**ENTRIES:**
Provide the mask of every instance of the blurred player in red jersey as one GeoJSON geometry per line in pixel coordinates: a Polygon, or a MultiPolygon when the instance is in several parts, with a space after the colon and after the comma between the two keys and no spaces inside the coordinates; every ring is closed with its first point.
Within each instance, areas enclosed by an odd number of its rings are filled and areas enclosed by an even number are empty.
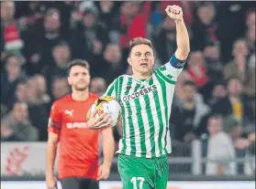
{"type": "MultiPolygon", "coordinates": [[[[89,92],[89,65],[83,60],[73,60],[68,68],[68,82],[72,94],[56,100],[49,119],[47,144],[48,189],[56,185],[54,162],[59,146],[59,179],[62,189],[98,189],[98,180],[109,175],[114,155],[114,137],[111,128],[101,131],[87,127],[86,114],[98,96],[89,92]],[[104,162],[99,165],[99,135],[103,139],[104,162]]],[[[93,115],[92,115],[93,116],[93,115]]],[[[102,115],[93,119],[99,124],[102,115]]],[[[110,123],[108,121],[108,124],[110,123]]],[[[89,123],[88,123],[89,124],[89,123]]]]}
---
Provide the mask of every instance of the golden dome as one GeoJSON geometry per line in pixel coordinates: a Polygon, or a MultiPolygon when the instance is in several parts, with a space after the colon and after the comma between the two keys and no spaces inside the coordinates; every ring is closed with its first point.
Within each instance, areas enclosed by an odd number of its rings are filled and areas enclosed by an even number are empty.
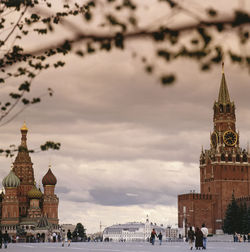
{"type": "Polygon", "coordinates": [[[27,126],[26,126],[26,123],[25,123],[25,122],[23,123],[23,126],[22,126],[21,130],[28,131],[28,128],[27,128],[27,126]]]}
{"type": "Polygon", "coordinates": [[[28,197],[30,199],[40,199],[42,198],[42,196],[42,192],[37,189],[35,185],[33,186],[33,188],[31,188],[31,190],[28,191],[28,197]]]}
--
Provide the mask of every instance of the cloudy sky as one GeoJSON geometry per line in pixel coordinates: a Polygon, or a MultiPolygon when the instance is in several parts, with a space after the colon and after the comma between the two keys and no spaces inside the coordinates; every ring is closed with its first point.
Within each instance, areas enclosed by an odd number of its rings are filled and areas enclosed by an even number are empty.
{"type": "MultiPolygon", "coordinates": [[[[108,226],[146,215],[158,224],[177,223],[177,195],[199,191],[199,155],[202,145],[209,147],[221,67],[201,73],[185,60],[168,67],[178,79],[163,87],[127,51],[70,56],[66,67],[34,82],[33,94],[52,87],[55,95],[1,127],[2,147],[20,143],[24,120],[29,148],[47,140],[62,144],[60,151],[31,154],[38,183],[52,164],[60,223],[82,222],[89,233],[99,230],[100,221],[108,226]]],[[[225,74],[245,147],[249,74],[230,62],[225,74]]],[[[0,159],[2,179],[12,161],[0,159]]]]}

**WHAT THIS TASK INVOLVES:**
Collect every line of the items above that contains the string "cloudy", matching its case exactly.

**THE COMPLETED TASK:**
Provide the mask of every instance of the cloudy sky as one GeoJSON geometry per line in pixel coordinates: a Polygon, or a MultiPolygon when the instance is in several parts, with a space after the colon and after the comma between the two keys and no spaces inside the coordinates; every ring is closed with its first point.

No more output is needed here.